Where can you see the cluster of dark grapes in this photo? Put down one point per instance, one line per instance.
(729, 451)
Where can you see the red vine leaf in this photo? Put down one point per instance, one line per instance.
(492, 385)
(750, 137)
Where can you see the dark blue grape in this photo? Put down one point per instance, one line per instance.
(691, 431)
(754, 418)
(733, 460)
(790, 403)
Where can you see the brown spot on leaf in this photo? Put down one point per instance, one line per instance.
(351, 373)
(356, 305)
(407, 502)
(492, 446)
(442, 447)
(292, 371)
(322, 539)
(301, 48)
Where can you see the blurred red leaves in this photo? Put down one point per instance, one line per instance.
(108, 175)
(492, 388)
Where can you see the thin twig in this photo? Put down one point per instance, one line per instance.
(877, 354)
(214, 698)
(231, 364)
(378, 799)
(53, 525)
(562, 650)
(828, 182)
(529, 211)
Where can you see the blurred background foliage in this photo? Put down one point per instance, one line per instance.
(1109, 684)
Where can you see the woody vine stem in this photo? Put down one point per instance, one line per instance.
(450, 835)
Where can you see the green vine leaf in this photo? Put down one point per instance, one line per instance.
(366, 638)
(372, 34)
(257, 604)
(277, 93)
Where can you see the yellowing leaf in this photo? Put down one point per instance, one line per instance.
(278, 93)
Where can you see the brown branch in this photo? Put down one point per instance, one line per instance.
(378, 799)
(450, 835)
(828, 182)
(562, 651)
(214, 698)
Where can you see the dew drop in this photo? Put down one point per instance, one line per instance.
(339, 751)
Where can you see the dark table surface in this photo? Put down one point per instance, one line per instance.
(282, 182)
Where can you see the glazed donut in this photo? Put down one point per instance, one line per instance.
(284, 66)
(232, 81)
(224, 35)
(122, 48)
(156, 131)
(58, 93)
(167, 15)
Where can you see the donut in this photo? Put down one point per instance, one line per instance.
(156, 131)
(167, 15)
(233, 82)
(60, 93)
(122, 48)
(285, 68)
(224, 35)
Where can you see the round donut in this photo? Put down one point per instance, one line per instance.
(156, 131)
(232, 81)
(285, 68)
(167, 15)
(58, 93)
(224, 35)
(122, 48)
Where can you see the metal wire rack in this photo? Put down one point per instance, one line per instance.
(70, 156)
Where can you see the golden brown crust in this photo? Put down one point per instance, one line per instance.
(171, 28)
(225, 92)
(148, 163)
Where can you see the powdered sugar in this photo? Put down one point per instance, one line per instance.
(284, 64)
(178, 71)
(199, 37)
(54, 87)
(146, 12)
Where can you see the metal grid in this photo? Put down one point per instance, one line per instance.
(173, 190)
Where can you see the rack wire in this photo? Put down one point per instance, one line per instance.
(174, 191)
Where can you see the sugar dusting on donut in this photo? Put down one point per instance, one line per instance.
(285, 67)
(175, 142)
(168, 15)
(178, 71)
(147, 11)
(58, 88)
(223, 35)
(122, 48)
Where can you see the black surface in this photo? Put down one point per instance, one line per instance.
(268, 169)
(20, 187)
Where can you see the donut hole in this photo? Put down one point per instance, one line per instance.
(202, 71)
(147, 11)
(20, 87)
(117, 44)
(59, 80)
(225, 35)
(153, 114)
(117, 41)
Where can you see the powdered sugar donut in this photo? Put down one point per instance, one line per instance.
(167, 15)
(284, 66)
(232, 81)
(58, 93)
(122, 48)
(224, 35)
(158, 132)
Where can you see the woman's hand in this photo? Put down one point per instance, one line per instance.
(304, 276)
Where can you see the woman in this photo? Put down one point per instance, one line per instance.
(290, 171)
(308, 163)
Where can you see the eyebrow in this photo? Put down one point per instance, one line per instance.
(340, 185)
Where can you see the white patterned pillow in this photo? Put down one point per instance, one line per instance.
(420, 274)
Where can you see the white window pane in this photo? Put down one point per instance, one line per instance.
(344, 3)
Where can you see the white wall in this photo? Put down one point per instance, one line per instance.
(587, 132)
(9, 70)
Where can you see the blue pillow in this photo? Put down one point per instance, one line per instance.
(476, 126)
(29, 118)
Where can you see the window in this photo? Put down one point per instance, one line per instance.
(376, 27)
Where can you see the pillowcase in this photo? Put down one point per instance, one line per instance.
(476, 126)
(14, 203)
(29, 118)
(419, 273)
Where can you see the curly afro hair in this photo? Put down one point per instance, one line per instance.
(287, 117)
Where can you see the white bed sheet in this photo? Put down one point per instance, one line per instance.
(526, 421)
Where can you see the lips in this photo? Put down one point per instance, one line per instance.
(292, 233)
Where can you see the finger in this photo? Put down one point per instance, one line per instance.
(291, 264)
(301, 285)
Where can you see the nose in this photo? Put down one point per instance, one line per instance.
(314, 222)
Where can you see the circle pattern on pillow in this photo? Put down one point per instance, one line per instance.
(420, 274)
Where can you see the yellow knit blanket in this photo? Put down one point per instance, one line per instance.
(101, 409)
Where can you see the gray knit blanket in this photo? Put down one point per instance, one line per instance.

****************************************

§ **EXERCISE TASK**
Reproduce the full listing word for word.

§ **SOLVED PROBLEM**
Where can you see the cluster of dark grapes in this photo? Put down one point per instance, one line per instance.
(729, 451)
Where can you see the red vine leaf in this photo? Put down one point per instance, one line per instance.
(492, 385)
(750, 137)
Where can you see the dark blue grape in this photo? Put down one point per instance, one line per instance.
(691, 431)
(754, 418)
(733, 460)
(790, 403)
Where can you see the brown spot on leaf in this photo? Put down one point per instance, one line per instance.
(351, 373)
(356, 305)
(407, 502)
(492, 446)
(442, 447)
(292, 371)
(322, 539)
(301, 48)
Where can you see the blurred red leaves in this photo? Put down one point per instance, one line per instance.
(108, 175)
(492, 388)
Where can you see the thin twig in this photo? Put down one point per instance, one line per instance.
(877, 354)
(214, 698)
(231, 364)
(378, 799)
(53, 525)
(562, 650)
(828, 182)
(529, 211)
Where can you see the blurred background foliage in this photo? Put down one point per instance, one line per instance.
(1109, 684)
Where can you see the woody vine stem in this photo? Put down one point per instance, one line per instance.
(450, 835)
Where can you see the green vine leaf in this photo? Put down one point per instance, one line per instance.
(366, 638)
(372, 34)
(257, 604)
(277, 93)
Where can you see the yellowing leaf in this photo? Put down one point per instance, one line per instance.
(278, 93)
Where can you see the brown branch in this photo? Put down one point per instance, one line per instance.
(378, 799)
(450, 835)
(828, 182)
(562, 651)
(214, 698)
Where can you see the dew drop in this photo? Put down one point per instance, one line per instance.
(339, 751)
Where can you see the dark table surface in this photo? Put down one point per instance, one line per instance.
(282, 182)
Where can you see the glazed donut in this photo? Put down one point per instance, one line per instance.
(284, 66)
(232, 81)
(224, 35)
(122, 48)
(156, 131)
(58, 93)
(167, 15)
Where can you see the donut in this photo? Put down one point per instance, one line per instance.
(156, 131)
(167, 15)
(233, 82)
(60, 93)
(122, 48)
(285, 68)
(224, 35)
Where can you see the round donut in this photo? Put down one point per instance, one line per instance.
(156, 131)
(232, 81)
(285, 68)
(167, 15)
(58, 93)
(224, 35)
(122, 48)
Where can you see the metal wire rack in this photo? Put down one point per instance, one line per instance.
(70, 156)
Where can you see the golden brown crust in this photo? Put down one point per instance, one line per instance.
(171, 28)
(225, 92)
(148, 163)
Where can you see the powdered sugar in this photo? Put down one point per instance, one line per instance.
(284, 64)
(178, 71)
(199, 37)
(54, 87)
(146, 12)
Where can you see the metal grid in this photo? Put down one point per instance, one line per instance.
(173, 190)
Where can you see the rack wire in this photo? Put down one point per instance, one line per instance.
(174, 191)
Where can you see the sugar dusting on donut in this photo? Put down one point per instance, one line per instance.
(285, 67)
(175, 142)
(168, 15)
(178, 71)
(147, 11)
(58, 88)
(223, 35)
(122, 48)
Where can you see the black surface in this photo? Put down one point per instance, one line per instance.
(268, 169)
(20, 187)
Where can you see the donut hole in this photo? Put down one point per instance, one line per instance.
(202, 71)
(147, 11)
(20, 87)
(117, 44)
(59, 80)
(225, 35)
(153, 114)
(117, 41)
Where can you see the powdered sugar donut in this photo? Put down one point per instance, one line per instance.
(167, 15)
(284, 66)
(232, 81)
(58, 93)
(122, 48)
(224, 35)
(158, 132)
Where can you see the woman's hand in this photo? Put down one point per instance, one line per instance.
(304, 276)
Where can you see the woman in this photo? Put down one point per instance, one line per instance.
(290, 171)
(308, 163)
Where can you see the eyebrow in this photo? Put down one point per instance, one line per instance.
(340, 185)
Where can you see the white patterned pillow in this photo? Put down one point per instance, one line per instance.
(420, 274)
Where can you see the white window pane in this photo? Put down one point per instance, one line per instance.
(344, 3)
Where can you see the white wall in this photo? Put down one point per instance, one line per instance.
(587, 132)
(9, 70)
Where can you see the blue pillow in this photo? Put down one point per instance, one line per instance.
(476, 126)
(29, 118)
Where can you see the window in this photo? Put down one point per instance, one line per instance.
(376, 27)
Where can you see the pillowcase in this photo? Put down one point per instance, one line per instance.
(476, 126)
(14, 203)
(29, 118)
(419, 273)
Where can you see the curly afro hair in this photo? Put down one point per instance, one line per instance.
(287, 117)
Where can you see the white bed sheet in this photo? Put down one point per instance, one line per instance.
(526, 421)
Where can you see the lips in this photo? Put down one point per instance, one line per instance.
(292, 233)
Where can you see the finger in this photo? Put down one point per instance, one line per instance.
(291, 264)
(301, 285)
Where can you see the nose in this photo? Put down one point per instance, one line per instance.
(314, 222)
Where can you see the circle pattern on pillow in this photo? Put down one point per instance, one line per instance.
(420, 274)
Where can you see the yellow knit blanket in this photo? Put down one point per instance, one line per instance.
(101, 409)
Where can you see the gray knit blanket in this photo? Put down one point per instance, one line per instance.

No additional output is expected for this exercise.